**Selected passage:**
==========
William's solo journey spanned four years beginning in 1773 and
covered parts of present-day Florida, Georgia, South Carolina
and North Carolina. Sailing to Charles Town (now Charleston)
South Carolina, he used this city as base for the next four
years. In April of 1775 he left Charleston for Augusta and
continued north from Augusta into Cherokee country. He reached
the village of Cowee Watauga (in present-day North Carolina) in
May, 1775, and returned to Savannah. In November, 1776, he
received an urgent appeal from his ailing father to return to
Philadelphia. The elder Bartram died shortly after William's
return.
During his "walk in the woods" Bartram recorded many
observations in his personal journals, diaries of a sort that
inspired many noted authors including Henry David Thoreau,
William Wordsworth, Samuel Taylor Coleridge, Charles Brockden
Brown, James Fenimore Cooper and John Muir, founder of the
Sierra Club. He is one of the first people to whom the term
"naturalist" is applied.
==========
**Data section:**

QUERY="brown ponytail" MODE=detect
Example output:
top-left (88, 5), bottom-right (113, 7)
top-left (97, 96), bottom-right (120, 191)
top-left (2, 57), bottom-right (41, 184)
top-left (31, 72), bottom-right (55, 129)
==========
**Tasks to complete:**
(A) From the passage on William Bartram's journey, list every author it names as inspired by his journals.
(B) According to the passage on William Bartram's journey, when did he reach the village of Cowee Watauga?
(C) Write the next few sentences of the passage on William Bartram's journey, picking up after its final sentence.

**The results:**
(A) Henry David Thoreau, William Wordsworth, Samuel Taylor Coleridge, Charles Brockden Brown, James Fenimore Cooper, John Muir

(B) He reached it in May 1775.

(C)
In addition to the scientific aspects of the journals, William
Bartram's writing also serves as some of the earliest
descriptions of the culture of both the Cherokee and Creek
Indians. He also expresses beliefs, unusual for the time, about
man's interrelation with nature, believing that man shares
certain emotional and intellectual bonds with all living things.